** Given data follows **
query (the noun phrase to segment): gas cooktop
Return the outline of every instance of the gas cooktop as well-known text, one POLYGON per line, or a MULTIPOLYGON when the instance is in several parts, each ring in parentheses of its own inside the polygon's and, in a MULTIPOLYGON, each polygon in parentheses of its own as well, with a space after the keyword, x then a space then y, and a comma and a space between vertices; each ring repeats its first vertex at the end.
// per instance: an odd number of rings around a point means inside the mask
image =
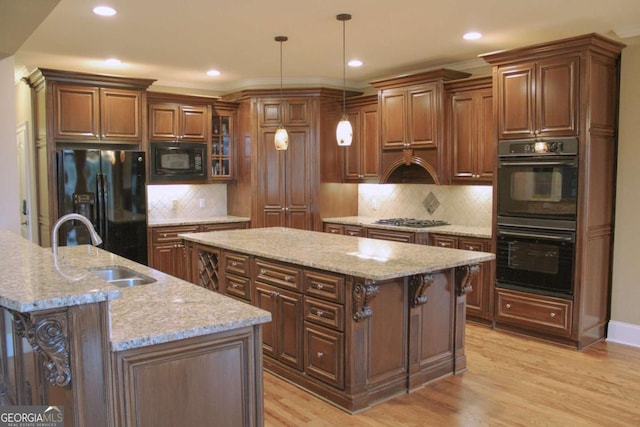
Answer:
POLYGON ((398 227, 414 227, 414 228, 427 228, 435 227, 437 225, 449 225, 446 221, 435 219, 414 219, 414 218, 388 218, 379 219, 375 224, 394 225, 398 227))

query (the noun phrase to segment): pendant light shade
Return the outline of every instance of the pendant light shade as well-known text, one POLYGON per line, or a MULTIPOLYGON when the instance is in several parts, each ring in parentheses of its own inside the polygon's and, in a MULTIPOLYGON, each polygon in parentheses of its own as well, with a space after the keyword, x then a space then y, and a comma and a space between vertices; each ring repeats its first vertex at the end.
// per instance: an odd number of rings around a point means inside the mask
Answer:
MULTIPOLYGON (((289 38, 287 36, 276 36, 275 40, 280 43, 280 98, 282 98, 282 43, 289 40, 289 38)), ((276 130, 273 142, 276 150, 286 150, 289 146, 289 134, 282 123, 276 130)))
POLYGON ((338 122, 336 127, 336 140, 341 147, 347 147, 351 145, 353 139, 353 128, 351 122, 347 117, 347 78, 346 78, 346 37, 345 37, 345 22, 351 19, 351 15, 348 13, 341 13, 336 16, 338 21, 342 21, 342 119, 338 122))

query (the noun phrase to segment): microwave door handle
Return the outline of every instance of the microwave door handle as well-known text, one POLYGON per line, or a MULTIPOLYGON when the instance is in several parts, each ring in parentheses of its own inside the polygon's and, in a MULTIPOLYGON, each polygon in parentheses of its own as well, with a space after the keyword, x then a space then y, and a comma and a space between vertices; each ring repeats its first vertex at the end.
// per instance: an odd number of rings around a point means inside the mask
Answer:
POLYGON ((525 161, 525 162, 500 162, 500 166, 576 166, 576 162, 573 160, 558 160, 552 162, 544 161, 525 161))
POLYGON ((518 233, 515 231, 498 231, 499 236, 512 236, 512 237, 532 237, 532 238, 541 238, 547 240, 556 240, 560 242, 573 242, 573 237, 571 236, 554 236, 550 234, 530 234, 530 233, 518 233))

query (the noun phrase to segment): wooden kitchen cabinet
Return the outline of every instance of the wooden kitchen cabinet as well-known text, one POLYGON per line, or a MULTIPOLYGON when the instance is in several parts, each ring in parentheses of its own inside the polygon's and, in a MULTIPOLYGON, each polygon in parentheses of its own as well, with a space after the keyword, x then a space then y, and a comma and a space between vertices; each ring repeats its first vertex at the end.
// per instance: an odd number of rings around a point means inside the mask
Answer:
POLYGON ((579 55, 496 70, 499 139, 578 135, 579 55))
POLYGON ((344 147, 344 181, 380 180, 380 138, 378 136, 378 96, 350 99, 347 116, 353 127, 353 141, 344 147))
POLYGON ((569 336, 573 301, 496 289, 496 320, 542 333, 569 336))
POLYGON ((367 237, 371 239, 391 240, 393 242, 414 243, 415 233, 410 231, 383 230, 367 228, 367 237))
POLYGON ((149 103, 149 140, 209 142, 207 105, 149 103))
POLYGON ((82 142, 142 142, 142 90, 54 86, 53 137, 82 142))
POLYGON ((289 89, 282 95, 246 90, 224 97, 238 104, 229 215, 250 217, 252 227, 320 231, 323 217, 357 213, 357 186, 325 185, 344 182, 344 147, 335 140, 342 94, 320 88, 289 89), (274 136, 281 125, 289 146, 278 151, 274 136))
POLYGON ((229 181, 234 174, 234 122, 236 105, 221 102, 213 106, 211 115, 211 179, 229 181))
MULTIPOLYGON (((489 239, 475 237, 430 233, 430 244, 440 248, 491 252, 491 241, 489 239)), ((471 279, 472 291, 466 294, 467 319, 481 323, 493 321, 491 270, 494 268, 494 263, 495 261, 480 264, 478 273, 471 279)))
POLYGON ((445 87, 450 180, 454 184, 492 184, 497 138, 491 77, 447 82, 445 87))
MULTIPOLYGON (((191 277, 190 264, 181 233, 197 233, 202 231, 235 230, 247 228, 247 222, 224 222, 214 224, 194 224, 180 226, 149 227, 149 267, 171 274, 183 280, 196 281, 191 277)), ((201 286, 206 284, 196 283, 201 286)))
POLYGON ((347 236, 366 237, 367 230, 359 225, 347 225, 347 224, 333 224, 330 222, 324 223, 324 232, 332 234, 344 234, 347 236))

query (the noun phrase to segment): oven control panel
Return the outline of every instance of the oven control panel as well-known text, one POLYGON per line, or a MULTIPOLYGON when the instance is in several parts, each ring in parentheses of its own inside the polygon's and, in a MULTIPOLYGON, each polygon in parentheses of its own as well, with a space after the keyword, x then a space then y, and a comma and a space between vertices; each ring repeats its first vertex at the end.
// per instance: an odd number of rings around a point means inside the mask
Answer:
** End of Given data **
** Given data follows **
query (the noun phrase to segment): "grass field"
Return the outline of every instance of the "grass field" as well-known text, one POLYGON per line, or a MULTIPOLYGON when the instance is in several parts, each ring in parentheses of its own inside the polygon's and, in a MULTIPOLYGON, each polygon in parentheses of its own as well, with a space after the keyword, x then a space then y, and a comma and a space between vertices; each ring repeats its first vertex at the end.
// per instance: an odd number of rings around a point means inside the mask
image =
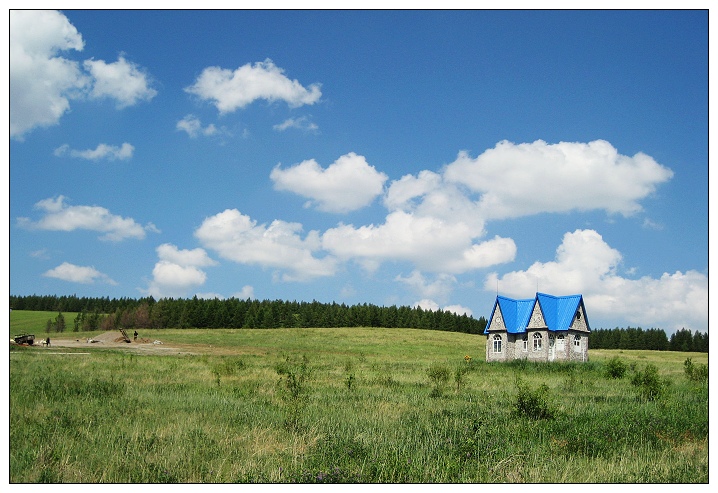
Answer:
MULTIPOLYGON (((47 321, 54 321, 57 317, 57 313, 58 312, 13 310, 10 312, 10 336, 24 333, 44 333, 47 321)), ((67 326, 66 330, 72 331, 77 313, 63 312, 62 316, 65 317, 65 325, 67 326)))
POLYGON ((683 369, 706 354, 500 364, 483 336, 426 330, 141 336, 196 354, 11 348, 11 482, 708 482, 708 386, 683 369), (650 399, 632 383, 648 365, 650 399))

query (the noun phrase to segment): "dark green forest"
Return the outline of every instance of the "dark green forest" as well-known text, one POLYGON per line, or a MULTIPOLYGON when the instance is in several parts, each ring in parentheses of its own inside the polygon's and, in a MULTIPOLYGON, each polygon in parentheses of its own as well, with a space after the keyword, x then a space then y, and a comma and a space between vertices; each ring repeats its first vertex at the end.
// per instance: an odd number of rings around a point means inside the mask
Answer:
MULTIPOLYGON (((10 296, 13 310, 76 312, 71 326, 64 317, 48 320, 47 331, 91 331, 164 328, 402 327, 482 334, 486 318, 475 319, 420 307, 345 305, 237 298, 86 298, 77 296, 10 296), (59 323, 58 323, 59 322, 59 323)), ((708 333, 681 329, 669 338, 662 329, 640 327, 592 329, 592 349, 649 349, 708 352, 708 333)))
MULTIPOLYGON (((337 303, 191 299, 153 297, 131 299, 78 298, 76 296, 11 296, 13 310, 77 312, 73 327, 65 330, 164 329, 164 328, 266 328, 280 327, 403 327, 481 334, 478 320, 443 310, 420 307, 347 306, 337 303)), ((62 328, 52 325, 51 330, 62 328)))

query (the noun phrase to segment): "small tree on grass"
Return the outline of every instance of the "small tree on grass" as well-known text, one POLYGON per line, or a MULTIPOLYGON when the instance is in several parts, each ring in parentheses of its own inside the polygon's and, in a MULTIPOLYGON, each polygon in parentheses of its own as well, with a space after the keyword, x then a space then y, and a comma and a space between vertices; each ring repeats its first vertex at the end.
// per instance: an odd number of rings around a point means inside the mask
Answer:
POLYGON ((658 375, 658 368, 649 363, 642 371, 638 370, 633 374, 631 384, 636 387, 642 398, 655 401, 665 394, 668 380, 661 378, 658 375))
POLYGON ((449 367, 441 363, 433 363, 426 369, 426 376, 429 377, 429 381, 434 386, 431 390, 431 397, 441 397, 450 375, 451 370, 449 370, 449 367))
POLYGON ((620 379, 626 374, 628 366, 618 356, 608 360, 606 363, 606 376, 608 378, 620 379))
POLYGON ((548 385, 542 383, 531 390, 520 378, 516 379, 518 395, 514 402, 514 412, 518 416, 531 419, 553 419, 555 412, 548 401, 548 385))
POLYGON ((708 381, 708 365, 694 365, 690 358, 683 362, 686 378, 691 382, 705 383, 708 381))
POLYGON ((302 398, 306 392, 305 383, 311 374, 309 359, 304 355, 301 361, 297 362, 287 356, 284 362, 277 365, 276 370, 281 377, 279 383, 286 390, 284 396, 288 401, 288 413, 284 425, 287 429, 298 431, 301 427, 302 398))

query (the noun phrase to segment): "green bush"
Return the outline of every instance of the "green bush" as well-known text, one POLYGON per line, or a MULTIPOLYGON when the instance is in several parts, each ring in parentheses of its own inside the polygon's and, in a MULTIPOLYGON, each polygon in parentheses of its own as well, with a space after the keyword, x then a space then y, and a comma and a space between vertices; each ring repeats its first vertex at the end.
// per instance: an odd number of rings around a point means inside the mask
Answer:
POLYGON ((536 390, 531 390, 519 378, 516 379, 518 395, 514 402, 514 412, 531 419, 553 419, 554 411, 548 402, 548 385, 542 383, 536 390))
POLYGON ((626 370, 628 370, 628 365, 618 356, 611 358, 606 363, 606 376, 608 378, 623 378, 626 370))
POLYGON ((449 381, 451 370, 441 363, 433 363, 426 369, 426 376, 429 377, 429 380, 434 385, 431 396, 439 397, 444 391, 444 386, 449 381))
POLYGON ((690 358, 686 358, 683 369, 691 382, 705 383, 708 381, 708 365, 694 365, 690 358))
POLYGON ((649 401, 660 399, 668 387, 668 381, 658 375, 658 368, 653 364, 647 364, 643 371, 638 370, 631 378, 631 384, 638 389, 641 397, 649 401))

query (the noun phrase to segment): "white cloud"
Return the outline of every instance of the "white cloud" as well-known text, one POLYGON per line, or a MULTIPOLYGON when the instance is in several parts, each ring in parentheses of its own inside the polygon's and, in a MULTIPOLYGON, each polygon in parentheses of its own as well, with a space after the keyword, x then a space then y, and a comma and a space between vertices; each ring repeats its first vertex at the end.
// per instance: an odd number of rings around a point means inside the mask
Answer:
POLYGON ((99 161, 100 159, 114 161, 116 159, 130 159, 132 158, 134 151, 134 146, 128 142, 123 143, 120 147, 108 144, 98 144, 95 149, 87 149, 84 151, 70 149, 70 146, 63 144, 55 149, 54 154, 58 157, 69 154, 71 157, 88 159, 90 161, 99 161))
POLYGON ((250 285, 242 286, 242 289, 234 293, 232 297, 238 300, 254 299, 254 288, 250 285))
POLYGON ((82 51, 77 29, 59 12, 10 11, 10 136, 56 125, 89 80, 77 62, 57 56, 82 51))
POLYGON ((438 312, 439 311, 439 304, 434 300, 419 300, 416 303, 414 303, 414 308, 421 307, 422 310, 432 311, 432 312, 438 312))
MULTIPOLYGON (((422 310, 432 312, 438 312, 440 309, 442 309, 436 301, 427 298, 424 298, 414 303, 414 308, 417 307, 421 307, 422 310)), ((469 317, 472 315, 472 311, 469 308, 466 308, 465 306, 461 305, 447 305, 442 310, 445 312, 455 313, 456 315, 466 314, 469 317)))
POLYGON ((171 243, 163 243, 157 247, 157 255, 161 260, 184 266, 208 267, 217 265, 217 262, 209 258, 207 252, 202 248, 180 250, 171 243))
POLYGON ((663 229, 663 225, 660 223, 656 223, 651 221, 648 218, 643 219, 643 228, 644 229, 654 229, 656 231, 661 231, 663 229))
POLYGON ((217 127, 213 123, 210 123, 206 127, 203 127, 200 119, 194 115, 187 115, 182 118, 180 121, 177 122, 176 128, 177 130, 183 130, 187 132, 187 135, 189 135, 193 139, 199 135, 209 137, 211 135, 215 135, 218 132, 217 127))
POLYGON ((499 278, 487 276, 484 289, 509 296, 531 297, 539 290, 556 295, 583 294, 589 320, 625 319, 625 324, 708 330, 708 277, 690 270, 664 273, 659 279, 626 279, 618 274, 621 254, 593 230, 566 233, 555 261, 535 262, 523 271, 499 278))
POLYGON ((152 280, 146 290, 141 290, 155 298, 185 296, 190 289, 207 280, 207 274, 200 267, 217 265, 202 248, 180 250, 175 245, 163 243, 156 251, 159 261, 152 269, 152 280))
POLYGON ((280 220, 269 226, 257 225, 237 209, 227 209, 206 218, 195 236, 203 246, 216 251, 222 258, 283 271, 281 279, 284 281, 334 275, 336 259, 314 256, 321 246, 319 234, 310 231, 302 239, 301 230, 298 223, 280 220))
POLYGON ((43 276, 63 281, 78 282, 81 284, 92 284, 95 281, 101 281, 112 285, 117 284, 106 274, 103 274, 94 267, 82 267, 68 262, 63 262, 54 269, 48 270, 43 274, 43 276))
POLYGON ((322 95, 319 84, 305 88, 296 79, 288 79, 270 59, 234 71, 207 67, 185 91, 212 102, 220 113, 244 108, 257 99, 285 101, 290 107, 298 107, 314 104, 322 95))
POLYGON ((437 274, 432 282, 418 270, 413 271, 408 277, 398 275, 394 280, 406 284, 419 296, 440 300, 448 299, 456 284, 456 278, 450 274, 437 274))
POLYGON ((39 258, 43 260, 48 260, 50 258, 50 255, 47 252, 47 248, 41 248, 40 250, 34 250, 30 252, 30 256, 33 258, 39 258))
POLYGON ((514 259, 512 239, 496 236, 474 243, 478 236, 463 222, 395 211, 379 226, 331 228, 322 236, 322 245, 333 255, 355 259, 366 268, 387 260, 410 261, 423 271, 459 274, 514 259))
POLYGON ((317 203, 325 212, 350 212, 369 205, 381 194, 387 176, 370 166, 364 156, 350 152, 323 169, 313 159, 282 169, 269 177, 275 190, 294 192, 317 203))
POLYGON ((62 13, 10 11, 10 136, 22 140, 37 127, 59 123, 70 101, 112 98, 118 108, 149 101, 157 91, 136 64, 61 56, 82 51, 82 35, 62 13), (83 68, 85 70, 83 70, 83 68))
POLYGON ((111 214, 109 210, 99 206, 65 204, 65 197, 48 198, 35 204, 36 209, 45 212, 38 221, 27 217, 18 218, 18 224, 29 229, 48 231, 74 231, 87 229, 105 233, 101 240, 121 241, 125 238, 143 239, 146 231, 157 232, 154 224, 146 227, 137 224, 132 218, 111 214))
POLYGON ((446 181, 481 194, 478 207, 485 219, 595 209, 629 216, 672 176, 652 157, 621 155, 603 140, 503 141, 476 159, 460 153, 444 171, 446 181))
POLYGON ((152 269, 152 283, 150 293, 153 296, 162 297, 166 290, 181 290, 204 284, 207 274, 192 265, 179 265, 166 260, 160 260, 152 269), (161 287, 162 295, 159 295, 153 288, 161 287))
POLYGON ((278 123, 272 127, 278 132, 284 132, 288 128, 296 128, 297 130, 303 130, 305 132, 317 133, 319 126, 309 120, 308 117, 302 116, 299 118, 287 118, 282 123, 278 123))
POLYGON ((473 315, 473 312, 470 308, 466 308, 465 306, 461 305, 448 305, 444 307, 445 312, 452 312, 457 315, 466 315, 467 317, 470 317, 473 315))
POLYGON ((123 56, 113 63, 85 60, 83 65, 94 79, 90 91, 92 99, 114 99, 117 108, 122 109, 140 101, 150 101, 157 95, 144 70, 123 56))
** End of Given data **
## The problem
Check the listing above for lines containing the string "panel", and copy each one.

## Solved problem
query (the noun phrase to segment): oven control panel
Return the outline of every instance of the oven control panel as well-known text, one POLYGON per line, or a MULTIPOLYGON when the instance is in several parts, each ring in parentheses of its own inside the polygon's and, in a MULTIPOLYGON, each polygon in parentheses of its own as well, with a space after the keyword, x then a space then y, and a comma and a space between vertices; each ring repeats its first vertex at the end.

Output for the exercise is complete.